#### AIM OF THE TASK:
Starting with the line that has "Where can you spot the green leaf" in the records below and stopping after the line that has "Where can you spot the citrus", output every line exactly and nothing else; skip pictures.

#### DATA FOR THIS EXERCISE:
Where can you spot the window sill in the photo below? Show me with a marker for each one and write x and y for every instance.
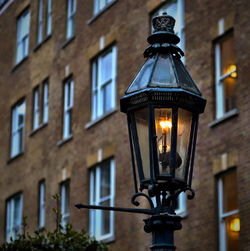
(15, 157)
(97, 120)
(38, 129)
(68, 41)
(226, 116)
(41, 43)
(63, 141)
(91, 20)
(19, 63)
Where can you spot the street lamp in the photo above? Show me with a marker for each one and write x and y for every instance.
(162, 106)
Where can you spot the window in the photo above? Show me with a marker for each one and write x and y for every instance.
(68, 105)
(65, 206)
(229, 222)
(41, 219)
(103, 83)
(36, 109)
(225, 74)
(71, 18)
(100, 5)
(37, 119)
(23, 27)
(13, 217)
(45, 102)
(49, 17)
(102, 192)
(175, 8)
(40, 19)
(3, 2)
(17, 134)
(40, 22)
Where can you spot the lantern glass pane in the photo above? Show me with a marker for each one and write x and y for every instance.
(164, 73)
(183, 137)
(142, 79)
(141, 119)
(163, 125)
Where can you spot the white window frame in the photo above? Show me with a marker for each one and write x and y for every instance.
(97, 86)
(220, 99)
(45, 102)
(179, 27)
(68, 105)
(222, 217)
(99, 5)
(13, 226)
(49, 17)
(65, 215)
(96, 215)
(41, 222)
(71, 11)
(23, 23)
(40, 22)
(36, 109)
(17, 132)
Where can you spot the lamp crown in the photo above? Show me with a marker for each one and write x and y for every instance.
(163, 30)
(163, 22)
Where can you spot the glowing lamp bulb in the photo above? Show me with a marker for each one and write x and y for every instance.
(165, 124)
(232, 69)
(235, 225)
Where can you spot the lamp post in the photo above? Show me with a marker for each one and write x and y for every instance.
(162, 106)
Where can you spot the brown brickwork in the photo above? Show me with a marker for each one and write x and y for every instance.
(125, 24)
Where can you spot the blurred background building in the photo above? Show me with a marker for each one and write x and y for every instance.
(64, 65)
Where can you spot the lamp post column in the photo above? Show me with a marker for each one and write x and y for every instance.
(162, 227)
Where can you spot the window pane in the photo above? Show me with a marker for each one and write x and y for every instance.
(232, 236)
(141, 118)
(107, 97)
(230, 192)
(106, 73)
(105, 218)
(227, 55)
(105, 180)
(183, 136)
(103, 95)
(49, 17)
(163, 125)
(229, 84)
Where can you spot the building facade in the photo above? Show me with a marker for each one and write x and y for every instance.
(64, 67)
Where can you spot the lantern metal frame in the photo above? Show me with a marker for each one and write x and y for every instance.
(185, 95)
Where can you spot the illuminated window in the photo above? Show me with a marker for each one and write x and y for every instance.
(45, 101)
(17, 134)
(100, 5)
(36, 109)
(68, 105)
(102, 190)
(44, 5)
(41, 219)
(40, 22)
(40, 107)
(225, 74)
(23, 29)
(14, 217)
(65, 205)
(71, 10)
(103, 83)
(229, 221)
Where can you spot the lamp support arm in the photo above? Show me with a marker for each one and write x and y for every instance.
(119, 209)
--
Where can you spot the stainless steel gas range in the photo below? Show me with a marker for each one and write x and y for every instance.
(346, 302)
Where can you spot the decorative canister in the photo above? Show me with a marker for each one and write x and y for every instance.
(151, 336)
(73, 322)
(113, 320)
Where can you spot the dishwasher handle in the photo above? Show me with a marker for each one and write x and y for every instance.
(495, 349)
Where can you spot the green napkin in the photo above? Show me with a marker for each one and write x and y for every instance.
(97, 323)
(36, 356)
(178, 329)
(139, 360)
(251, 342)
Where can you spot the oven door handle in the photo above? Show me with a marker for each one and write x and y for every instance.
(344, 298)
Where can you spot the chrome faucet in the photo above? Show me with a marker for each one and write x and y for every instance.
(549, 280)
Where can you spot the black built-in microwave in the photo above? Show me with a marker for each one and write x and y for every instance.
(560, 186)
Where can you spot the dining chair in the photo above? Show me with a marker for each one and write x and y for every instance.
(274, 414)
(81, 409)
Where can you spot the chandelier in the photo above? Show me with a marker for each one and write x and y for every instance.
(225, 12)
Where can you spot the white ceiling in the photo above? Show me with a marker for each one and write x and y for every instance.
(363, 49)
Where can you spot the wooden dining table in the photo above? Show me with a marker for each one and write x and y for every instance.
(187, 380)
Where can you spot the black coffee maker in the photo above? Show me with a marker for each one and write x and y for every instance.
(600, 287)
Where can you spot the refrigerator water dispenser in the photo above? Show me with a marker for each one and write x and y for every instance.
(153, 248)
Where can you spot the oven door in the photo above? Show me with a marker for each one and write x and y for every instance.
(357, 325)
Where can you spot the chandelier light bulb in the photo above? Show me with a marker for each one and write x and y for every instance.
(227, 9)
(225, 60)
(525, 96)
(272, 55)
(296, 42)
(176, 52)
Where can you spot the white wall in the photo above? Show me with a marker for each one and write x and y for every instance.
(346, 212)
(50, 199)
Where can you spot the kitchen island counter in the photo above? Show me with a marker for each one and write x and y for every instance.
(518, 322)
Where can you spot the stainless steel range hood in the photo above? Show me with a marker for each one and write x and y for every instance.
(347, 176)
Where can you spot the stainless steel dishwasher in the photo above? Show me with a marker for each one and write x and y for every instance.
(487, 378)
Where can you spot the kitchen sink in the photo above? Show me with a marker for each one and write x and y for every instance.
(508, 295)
---
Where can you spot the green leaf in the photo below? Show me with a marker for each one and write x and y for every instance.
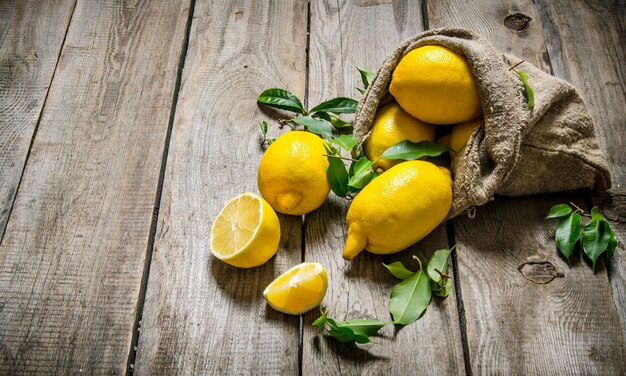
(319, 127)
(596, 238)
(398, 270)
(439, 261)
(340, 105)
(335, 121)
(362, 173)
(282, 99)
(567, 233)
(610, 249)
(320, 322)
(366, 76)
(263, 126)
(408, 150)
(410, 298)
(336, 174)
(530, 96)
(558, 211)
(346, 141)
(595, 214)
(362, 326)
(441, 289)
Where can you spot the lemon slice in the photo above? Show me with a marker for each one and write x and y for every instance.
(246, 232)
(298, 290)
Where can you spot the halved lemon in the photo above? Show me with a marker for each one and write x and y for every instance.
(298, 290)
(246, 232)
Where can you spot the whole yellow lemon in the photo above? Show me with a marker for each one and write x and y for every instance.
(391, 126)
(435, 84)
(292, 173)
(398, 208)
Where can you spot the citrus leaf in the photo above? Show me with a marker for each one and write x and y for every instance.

#### YOUR SOLUTION:
Where can you spot the green leaf in the photo below? Show me with a marker for each one and write x and y for every instance.
(319, 127)
(596, 238)
(398, 270)
(439, 261)
(340, 105)
(335, 121)
(362, 173)
(282, 99)
(567, 233)
(610, 249)
(320, 322)
(366, 76)
(263, 126)
(408, 150)
(410, 298)
(336, 174)
(530, 96)
(558, 211)
(346, 141)
(595, 214)
(362, 326)
(441, 289)
Where can you spot the lemon slice in the photo above? Show me with a marker for each one and write x and y for every instance.
(246, 232)
(298, 290)
Where can you spot the halved lemon in the photo above? Show me with a marker for each one and write x and y for every instance.
(298, 290)
(246, 232)
Where can you spot the whole yellow lemon in the photo above? Show me with a marker for each one and write x and y for every instance.
(391, 126)
(435, 84)
(292, 173)
(398, 208)
Where can you spot the citrus leaf in the photo above? Show me with a marker for each one and write x and y for every instance.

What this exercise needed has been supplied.